PEEK Plastic Grades for Machining: Selection Guide

Quick Specs: PEEK Plastic for CNC Machining

Chemical Name Polyetheretherketone (PEEK)
Polymer Family Polyaryletherketone (PAEK) — semi-crystalline thermoplastic
Continuous Service Temperature 250°C (482°F)
Melting Point 343°C (649°F)
Tensile Strength (Unfilled) 90–100 MPa (13,000–14,500 psi)
Elastic Modulus 3–4 GPa
Common Machined Forms Rod, sheet, tube, injection molded blanks
Key Grades for Machining Unfilled (450G), GF30, CF30, Bearing, Medical (PEEK-OPTIMA)
Achievable CNC Tolerance ±0.025 mm (±0.001 in) standard; ±0.02 mm with annealing

Selecting the wrong PEEK grade for a CNC project can multiply costs tenfold — or yield parts that fail under service conditions. PEEK (polyetheretherketone) is a high-performance thermoplastic offering strong mechanical properties, chemical resistance, and heat tolerance. But the material comes in at least six distinct grades, each with different machining behavior, cost structure, and regulatory standing.

This guide briefly compares unfilled, glass-filled, carbon fiber reinforced, bearing-grade, and medical-grade peek on a side by side basis – including real property data, machining parameters, tool wear rates, and a grade selection matrix that maps the differentials in each variant against the specific application requirements. No matter whether you require precision PEEK CNC machining for aerospace bushings or semiconductor fixturing, or critical surgical implants, the right grade decision path starts here.

What Is PEEK — and Why Does Grade Selection Matter for Machining?

What Is PEEK and Why Does Grade Selection Matter for Machining

peek is a semi-crystalline, thermoplastic polymer made from repeating ether-ether-ketone units optimized for stiffness, strength and chemical stability. Developed by Imperial Chemical Industries in the early 1980s, A 2024 review published in the National Institutes of Health database shows an elastic modulus of 3-4 GPa, a strength averaging 80-97 MPa, and a Tg of 143C — figures that place it well above most engineering plastics like nylon, acetal and polycarbonate.

What makes PEEK plastic properties unusual among thermoplastics is the combined heat resistance (steady service at 250°C), broad chemical resistance (survives hydrocarbons, ketones, and dilute acids), and dimensional stability under sustained mechanical loads. These properties make it a common metal replacement in harsh environments — but choosing the wrong grade leads to problems from excessive cost to outright part failure.

#### Things to do
(a) What continuous service temperature does the PEEK guide give for PEEK?
(b) Extract the part of the PEEK guide that runs from "Quick Specs: PEEK" to "Temperature 250°C (482°F)".

#### Provided records

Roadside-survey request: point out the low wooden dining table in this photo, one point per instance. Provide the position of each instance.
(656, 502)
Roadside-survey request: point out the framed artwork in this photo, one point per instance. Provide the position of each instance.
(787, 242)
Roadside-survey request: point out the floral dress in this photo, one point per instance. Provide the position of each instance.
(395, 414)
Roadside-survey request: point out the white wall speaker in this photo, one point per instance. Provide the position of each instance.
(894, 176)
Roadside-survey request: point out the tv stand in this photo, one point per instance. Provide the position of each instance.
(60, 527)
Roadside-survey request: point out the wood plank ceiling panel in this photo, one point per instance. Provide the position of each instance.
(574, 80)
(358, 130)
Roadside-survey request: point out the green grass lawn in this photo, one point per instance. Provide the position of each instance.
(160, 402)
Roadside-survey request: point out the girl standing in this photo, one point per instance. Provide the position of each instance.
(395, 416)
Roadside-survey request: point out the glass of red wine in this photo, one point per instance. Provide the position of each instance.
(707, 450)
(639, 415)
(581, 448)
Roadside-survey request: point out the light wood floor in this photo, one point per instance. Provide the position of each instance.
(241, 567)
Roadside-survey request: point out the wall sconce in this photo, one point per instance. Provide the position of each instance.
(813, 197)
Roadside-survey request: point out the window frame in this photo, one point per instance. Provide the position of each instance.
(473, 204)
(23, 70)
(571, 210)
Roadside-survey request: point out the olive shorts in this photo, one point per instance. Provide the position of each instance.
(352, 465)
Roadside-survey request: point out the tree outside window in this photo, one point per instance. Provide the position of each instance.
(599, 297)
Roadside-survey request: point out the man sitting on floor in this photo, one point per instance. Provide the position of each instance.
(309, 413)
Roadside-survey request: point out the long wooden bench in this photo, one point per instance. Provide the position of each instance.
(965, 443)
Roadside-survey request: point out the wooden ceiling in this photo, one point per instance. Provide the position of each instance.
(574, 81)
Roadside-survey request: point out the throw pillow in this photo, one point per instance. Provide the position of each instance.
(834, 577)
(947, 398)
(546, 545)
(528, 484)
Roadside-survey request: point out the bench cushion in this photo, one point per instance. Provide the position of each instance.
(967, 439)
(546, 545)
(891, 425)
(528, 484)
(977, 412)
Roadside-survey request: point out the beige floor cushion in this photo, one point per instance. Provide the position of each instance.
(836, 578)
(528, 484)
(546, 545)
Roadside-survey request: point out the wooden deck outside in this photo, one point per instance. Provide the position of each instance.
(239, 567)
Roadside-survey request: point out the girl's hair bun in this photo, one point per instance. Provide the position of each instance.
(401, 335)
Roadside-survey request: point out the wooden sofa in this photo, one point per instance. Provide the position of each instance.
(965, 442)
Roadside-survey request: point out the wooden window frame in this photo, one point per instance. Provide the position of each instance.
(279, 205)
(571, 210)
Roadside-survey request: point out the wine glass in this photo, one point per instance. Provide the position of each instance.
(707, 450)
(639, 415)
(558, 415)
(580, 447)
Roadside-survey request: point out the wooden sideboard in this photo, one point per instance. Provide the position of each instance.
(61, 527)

#### Solved problems
(a) 250°C (482°F)

(b)
Quick Specs: PEEK Plastic for CNC Machining

Chemical Name Polyetheretherketone (PEEK)
Polymer Family Polyaryletherketone (PAEK) — semi-crystalline thermoplastic
Continuous Service Temperature 250°C (482°F)